**PROBLEM TO WORK ON:** Report back each line of the records that contains the string "exhaust".

**MATERIAL PROVIDED:**
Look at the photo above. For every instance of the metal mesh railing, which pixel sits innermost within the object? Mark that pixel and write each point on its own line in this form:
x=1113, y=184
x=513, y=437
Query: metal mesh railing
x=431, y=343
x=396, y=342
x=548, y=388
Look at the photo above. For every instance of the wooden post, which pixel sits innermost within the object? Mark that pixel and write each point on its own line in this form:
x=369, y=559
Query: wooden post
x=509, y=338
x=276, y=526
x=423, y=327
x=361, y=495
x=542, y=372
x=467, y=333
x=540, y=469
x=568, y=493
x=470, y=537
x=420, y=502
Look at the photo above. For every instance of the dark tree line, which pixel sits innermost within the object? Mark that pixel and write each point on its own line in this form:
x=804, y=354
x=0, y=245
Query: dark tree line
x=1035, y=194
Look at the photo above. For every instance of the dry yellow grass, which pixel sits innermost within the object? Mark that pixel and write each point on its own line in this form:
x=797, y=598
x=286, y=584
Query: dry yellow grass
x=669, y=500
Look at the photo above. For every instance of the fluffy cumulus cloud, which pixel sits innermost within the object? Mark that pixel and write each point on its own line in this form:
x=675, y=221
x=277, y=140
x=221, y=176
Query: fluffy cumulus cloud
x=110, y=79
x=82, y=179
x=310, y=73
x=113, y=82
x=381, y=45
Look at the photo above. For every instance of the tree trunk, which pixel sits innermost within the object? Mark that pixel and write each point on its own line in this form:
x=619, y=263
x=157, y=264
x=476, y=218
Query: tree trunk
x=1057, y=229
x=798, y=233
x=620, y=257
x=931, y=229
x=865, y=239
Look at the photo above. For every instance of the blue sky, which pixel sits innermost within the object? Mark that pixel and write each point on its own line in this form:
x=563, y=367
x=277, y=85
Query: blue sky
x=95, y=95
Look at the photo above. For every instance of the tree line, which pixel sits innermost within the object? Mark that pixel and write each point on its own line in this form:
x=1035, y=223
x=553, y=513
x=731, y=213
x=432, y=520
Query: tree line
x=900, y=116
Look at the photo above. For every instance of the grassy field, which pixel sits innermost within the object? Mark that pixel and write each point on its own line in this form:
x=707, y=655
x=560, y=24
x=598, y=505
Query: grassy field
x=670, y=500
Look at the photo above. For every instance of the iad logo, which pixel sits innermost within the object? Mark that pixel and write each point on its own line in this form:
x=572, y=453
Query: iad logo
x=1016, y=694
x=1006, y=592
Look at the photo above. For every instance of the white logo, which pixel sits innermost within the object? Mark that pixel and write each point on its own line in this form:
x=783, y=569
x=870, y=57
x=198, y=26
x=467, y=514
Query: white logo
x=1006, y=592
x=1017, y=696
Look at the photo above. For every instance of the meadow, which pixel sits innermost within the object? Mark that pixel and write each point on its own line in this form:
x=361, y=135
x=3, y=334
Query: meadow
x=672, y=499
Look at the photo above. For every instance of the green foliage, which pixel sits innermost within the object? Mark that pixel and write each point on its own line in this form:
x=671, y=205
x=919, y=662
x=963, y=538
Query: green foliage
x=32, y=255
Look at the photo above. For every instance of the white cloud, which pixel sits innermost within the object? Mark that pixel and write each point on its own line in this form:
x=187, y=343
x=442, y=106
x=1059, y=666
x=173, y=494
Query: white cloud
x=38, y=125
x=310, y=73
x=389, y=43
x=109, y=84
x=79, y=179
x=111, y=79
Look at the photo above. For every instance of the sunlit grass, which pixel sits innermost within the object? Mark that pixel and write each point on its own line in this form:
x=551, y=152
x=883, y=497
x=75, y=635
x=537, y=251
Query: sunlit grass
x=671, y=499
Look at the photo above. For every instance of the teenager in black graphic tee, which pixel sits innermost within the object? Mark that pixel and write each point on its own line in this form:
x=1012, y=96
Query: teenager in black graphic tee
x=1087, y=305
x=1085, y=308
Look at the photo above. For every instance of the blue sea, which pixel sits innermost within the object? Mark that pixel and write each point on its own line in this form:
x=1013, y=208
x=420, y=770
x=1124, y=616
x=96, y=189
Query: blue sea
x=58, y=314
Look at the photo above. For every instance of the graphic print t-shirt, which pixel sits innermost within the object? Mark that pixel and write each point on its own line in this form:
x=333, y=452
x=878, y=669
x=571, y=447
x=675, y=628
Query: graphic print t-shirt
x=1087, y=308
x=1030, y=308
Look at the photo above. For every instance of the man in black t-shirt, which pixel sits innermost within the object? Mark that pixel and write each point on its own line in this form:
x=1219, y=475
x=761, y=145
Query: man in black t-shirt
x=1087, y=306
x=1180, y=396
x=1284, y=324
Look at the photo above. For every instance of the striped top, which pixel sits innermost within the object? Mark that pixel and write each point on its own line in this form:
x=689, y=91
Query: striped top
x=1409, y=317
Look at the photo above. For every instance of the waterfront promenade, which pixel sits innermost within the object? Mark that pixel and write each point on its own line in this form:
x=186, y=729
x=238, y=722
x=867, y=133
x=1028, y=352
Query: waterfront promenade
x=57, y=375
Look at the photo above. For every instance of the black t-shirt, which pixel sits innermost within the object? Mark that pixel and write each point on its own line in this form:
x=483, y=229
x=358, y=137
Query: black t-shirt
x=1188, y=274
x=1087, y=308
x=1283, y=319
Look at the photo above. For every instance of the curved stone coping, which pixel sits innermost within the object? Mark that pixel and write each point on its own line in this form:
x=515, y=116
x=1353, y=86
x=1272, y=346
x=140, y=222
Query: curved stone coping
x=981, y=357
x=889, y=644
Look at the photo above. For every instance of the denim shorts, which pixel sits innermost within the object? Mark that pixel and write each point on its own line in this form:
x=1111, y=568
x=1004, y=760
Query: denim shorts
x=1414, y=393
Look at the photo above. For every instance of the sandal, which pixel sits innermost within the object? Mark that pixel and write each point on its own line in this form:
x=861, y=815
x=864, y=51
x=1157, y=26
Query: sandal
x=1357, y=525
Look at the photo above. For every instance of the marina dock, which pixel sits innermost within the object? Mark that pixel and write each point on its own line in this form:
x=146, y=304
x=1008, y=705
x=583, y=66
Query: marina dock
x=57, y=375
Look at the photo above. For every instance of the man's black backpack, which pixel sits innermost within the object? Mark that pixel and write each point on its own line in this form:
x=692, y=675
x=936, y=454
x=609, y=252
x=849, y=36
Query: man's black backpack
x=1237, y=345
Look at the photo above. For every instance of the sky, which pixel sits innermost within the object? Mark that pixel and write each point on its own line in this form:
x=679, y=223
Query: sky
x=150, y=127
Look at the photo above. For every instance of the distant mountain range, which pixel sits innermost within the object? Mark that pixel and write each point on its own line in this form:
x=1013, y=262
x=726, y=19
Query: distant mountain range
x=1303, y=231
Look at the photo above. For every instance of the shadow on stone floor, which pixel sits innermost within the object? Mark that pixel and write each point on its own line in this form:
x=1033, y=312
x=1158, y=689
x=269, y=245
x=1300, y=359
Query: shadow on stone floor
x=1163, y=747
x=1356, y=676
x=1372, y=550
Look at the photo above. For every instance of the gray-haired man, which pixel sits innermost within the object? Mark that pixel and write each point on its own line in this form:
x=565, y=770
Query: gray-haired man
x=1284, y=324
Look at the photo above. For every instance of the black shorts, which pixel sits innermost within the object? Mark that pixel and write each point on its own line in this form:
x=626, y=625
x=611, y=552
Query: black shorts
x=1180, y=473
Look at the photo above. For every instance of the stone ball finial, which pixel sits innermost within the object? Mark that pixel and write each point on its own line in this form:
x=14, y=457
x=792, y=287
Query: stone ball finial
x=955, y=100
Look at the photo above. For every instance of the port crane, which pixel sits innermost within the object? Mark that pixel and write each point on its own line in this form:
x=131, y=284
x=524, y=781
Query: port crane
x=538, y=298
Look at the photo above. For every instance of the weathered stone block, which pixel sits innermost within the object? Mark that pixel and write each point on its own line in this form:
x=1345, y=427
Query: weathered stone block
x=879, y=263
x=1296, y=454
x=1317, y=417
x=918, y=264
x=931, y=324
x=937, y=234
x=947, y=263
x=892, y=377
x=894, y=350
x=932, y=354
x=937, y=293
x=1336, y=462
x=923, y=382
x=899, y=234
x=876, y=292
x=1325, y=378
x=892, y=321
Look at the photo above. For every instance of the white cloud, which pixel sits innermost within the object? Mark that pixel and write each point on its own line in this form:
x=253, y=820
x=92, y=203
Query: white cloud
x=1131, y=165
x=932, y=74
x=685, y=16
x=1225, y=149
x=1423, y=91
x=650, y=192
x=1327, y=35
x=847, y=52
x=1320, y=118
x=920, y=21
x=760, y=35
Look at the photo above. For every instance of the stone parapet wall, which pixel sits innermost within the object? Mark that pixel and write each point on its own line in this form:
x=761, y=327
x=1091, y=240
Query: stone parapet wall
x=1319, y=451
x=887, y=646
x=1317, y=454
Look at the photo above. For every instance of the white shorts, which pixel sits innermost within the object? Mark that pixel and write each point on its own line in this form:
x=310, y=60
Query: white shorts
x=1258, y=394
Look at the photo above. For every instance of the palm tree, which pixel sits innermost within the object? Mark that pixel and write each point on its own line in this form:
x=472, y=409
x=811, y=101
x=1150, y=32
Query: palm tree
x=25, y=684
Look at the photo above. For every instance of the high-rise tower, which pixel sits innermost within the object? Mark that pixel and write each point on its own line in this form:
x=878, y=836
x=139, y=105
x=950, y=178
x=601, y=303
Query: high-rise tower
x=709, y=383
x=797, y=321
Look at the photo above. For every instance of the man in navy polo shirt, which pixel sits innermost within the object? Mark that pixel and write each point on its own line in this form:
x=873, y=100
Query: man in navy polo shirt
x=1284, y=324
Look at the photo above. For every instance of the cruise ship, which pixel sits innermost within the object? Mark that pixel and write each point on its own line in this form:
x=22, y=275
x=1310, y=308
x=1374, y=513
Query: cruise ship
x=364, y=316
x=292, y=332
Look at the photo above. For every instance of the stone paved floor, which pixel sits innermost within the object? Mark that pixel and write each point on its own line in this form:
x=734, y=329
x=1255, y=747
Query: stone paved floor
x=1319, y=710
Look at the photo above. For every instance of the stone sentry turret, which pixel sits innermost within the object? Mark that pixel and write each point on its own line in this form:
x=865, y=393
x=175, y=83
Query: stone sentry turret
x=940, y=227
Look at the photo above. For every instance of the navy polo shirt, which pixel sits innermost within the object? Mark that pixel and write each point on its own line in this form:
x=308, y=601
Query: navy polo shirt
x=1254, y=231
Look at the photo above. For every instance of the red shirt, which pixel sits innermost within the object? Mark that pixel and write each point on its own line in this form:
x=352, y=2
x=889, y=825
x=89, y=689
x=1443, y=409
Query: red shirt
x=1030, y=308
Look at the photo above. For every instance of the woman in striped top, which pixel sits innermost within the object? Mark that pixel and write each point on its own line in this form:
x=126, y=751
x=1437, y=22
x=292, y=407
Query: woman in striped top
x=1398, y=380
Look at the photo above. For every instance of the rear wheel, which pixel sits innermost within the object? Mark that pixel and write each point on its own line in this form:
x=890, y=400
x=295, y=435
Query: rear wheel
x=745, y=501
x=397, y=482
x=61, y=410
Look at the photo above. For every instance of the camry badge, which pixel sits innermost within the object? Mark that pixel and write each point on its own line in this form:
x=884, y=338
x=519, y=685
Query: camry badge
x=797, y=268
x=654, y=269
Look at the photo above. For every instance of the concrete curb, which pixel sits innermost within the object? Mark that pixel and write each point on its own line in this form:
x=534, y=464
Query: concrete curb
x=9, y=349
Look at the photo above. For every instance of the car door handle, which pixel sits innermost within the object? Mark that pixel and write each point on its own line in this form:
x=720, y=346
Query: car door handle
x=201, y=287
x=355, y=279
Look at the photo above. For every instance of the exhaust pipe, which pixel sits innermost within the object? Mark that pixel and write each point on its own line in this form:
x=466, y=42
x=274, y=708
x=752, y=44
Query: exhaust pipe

**RESPONSE BOX:**
Look at the photo above. For every instance of the exhaust pipe, which pixel sits innermost within the object? Mark that pixel and write each point on its own line in this form:
Query: exhaust pipe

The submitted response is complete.